■ What is expected
Print the data that follows exactly.

(Stored dataset items)
****************************************
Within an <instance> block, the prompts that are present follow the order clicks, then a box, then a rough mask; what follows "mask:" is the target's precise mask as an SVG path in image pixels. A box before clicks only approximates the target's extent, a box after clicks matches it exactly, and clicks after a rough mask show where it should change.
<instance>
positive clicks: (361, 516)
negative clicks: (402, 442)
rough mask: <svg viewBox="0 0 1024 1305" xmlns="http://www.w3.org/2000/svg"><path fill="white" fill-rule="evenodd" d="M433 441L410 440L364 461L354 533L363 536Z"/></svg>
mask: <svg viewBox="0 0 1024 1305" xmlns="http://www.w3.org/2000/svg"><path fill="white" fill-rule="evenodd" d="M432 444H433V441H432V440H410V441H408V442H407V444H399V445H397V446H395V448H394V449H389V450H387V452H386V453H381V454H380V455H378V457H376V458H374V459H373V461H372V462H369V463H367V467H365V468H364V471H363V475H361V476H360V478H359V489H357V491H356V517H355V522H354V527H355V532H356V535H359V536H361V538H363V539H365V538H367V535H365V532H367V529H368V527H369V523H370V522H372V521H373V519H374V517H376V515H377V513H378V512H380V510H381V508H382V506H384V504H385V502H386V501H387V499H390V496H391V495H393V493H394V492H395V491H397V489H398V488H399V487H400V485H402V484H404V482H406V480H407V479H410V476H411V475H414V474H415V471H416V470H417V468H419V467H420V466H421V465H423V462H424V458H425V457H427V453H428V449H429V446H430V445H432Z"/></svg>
****************************************
■ Output of the exercise
Within an <instance> block, the prompts that are present follow the order clicks, then a box, then a rough mask; what follows "mask:" is the target's precise mask as an SVG path in image pixels. A box before clicks only approximates the target's extent, a box after clicks matches it exactly, and clicks after a rough mask show where it should change.
<instance>
positive clicks: (361, 516)
negative clicks: (402, 442)
rough mask: <svg viewBox="0 0 1024 1305" xmlns="http://www.w3.org/2000/svg"><path fill="white" fill-rule="evenodd" d="M433 441L410 440L364 461L354 533L363 536Z"/></svg>
mask: <svg viewBox="0 0 1024 1305" xmlns="http://www.w3.org/2000/svg"><path fill="white" fill-rule="evenodd" d="M432 444H433V441H432V440H410V441H408V442H407V444H399V445H397V446H395V448H394V449H389V450H387V452H386V453H381V454H380V455H378V457H376V458H374V459H373V461H372V462H369V463H367V467H365V468H364V471H363V475H361V476H360V478H359V489H357V491H356V517H355V522H354V527H355V532H356V535H359V536H361V538H363V539H365V538H367V535H365V532H367V529H368V527H369V523H370V522H372V521H373V519H374V517H376V515H377V513H378V512H380V510H381V508H382V506H384V504H385V502H386V501H387V499H390V496H391V495H393V493H394V492H395V491H397V489H398V488H399V487H400V485H402V484H404V482H406V480H407V479H410V476H411V475H414V474H415V471H416V470H417V468H419V467H420V466H421V465H423V462H424V458H425V457H427V453H428V449H429V446H430V445H432Z"/></svg>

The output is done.